### Excerpted text
= = =
Given the extensive impeachment evidence, there is no merit to defendants' contentions that the trial court prevented them from cross-examining Lewis or from presenting a defense. (People v. Quartermain (1997) 16 Cal.4th 600, 624 (Quartermain) [because impeachment evidence was admitted, additional impeachment evidence would not have created a significantly different impression of the witness's credibility]; People v. Mickle (1991) 54 Cal.3d 140, 169 [no federal constitutional error where trial court limited impeachment and challenged evidence "would not have painted a materially different picture" of witness's credibility].) As previously quoted, White's counsel's closing argument reflects defendants were well able to present the defense that Lewis's 2015 report about the killing should not be credited.

F. The Court Acted Within Its Discretion In Excluding Evidence of Lewis's 911 Call Under Evidence Code Section 352

On appeal, both Felix and White argue that we must reverse their convictions because the trial court abused its discretion when it excluded the 911 call. We conclude that the trial court acted within its discretion when it concluded that admission of the evidence-in light of all the other impeachment evidence-would consume an undue amount of time.
= = =
### Information shown
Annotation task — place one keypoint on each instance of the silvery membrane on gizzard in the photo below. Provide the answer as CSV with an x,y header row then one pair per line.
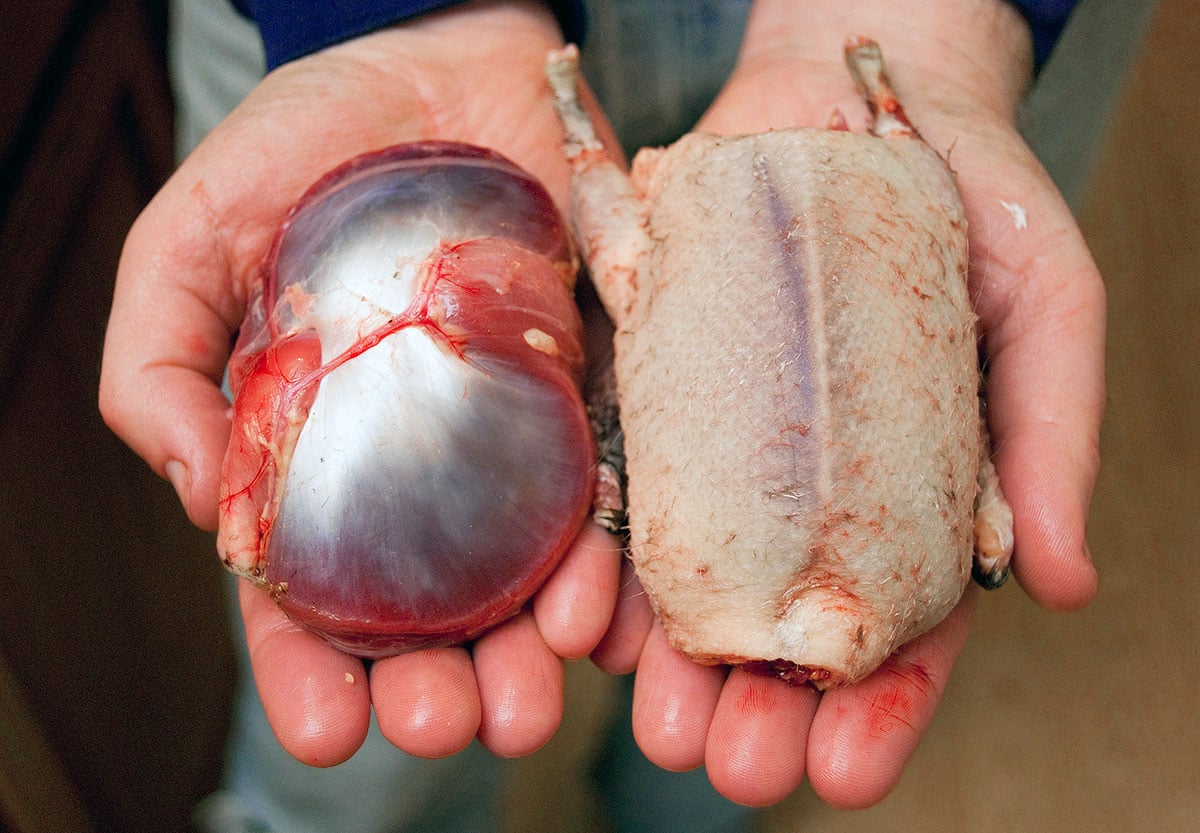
x,y
411,455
= = =
### Task
Answer these questions using the court excerpt above.
(a) Which case is cited for the point that, since impeachment evidence was admitted, more of it would not have created a significantly different impression of the witness's credibility?
(b) Whose counsel's closing argument is said to show that the defendants could present their defense?
(c) According to the court's conclusion, what would admitting the 911 call have consumed?

### Correct result
(a) People v. Quartermain (1997) 16 Cal.4th 600
(b) White's counsel
(c) An undue amount of time